[Natural-language object grounding data]
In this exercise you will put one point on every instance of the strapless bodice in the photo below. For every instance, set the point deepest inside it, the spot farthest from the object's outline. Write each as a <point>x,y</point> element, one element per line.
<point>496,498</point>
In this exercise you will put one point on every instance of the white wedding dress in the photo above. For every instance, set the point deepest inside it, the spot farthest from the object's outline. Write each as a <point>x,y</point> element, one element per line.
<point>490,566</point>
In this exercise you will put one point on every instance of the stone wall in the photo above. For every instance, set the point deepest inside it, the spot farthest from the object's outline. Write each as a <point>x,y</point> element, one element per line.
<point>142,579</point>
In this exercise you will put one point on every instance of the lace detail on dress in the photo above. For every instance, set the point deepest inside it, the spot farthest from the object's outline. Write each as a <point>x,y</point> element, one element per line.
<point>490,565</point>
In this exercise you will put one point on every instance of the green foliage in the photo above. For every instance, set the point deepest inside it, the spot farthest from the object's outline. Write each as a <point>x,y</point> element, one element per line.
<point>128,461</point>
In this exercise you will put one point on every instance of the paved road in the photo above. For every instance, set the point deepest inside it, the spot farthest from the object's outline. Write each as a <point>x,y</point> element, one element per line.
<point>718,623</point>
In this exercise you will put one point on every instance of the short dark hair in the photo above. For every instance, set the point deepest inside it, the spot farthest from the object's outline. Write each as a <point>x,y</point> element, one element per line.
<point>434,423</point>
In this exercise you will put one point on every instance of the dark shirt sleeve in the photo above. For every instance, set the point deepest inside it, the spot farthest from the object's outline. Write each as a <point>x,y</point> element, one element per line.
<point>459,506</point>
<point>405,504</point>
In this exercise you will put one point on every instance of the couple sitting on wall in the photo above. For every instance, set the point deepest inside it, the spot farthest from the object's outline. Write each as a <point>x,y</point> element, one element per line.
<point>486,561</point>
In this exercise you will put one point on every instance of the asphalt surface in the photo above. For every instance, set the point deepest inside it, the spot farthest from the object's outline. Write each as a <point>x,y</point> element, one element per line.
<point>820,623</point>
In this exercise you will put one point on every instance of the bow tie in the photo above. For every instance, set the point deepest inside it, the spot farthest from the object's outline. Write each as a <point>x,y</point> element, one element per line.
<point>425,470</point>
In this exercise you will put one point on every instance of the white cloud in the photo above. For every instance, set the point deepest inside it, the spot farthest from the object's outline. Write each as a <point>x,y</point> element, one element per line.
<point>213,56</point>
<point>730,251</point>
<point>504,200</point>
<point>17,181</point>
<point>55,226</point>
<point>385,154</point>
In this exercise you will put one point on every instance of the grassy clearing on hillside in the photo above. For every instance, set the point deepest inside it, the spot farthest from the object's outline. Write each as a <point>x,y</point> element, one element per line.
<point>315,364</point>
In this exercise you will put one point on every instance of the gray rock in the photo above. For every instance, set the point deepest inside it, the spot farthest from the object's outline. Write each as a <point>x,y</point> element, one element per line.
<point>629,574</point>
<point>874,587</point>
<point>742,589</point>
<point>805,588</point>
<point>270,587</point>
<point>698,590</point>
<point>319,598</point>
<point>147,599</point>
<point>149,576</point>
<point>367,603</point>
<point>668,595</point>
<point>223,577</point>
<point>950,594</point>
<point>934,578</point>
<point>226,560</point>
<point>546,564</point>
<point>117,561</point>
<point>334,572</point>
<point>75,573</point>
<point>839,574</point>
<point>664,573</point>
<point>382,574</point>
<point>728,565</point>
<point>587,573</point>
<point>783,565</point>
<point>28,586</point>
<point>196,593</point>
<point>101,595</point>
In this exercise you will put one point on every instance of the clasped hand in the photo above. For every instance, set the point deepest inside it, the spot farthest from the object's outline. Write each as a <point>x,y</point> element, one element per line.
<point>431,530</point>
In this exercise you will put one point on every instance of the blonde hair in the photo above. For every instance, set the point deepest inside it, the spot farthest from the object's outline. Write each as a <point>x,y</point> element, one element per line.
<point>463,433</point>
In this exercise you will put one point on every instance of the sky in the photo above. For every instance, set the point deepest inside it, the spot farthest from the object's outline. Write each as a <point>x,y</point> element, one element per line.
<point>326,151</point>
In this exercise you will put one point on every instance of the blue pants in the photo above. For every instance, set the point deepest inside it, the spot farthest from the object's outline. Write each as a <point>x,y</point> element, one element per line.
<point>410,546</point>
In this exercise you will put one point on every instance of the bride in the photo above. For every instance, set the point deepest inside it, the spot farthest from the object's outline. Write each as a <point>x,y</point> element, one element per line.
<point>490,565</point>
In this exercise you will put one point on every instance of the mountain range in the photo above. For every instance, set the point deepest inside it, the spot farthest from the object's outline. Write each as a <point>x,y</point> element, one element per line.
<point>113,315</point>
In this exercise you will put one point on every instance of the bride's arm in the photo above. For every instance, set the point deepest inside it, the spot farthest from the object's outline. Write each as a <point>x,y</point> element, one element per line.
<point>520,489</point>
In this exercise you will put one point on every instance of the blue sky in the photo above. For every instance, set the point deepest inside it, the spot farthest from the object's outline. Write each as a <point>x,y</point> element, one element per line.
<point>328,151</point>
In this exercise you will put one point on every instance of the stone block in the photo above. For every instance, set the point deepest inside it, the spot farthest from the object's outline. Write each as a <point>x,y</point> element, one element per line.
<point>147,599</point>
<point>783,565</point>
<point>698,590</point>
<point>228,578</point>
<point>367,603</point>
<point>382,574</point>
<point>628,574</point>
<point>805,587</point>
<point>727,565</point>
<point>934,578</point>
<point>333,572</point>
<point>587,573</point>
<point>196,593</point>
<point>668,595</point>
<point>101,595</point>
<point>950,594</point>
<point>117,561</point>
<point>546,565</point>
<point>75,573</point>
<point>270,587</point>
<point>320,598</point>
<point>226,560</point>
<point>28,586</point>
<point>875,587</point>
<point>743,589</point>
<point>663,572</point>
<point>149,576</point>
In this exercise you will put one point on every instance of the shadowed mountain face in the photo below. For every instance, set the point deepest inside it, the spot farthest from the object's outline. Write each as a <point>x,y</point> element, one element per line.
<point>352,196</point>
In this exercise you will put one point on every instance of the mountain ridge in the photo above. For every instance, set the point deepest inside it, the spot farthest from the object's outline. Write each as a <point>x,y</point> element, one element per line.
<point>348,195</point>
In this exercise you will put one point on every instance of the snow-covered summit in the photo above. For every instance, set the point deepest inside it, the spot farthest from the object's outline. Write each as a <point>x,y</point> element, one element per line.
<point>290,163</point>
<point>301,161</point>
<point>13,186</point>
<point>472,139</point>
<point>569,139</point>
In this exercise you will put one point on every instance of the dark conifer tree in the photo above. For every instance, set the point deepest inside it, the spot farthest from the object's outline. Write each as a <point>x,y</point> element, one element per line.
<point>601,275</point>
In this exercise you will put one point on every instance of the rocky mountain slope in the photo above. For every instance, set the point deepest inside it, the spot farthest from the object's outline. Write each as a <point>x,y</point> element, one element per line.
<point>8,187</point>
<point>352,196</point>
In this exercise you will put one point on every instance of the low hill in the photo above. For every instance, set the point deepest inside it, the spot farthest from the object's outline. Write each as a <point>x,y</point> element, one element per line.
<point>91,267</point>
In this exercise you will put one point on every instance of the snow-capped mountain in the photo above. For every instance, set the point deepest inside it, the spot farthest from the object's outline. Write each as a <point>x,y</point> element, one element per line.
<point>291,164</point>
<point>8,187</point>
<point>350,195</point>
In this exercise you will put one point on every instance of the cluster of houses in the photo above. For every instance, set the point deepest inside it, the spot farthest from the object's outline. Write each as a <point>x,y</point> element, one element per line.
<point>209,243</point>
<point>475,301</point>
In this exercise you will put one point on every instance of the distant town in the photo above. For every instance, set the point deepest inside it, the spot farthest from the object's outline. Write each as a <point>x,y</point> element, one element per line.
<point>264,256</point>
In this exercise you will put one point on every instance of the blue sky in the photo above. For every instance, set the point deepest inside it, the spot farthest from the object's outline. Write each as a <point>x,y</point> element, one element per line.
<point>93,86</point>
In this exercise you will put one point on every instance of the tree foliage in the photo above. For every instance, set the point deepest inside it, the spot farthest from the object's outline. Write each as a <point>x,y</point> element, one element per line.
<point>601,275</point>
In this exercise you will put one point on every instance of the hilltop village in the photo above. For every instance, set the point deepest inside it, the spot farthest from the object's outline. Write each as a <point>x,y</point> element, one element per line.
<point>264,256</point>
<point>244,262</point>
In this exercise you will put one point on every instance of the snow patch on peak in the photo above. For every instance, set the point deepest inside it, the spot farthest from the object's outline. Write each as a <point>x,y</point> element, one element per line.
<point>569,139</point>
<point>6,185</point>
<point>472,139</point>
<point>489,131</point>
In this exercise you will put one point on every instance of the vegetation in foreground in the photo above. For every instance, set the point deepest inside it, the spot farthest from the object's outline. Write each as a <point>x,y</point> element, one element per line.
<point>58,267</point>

- YOUR INSTRUCTIONS -
Exact copies of the lines from the one holding "of the vegetation" to the end of the entries are all that should be written.

- RESULT OF THIS EXERCISE -
In this exercise you will put one point on every instance of the vegetation in foreground in the photo above. For every instance, set the point deepest inside it, the spot farthest from the object's outline. Write each as a <point>x,y</point> element, one element per line.
<point>58,267</point>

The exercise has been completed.